* [Your instructions]: Return each of the following lines word for word.
:: Supplied information ::
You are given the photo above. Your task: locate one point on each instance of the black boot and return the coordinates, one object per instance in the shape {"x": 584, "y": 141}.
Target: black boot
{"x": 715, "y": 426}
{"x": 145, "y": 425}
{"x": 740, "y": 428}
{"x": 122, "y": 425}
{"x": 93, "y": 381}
:::
* [Written solution]:
You are given the photo above. Your task: locate one point on each instance of the black boot and return the coordinates, one object per instance in the shape {"x": 584, "y": 141}.
Target: black boot
{"x": 715, "y": 426}
{"x": 145, "y": 425}
{"x": 740, "y": 428}
{"x": 122, "y": 425}
{"x": 93, "y": 381}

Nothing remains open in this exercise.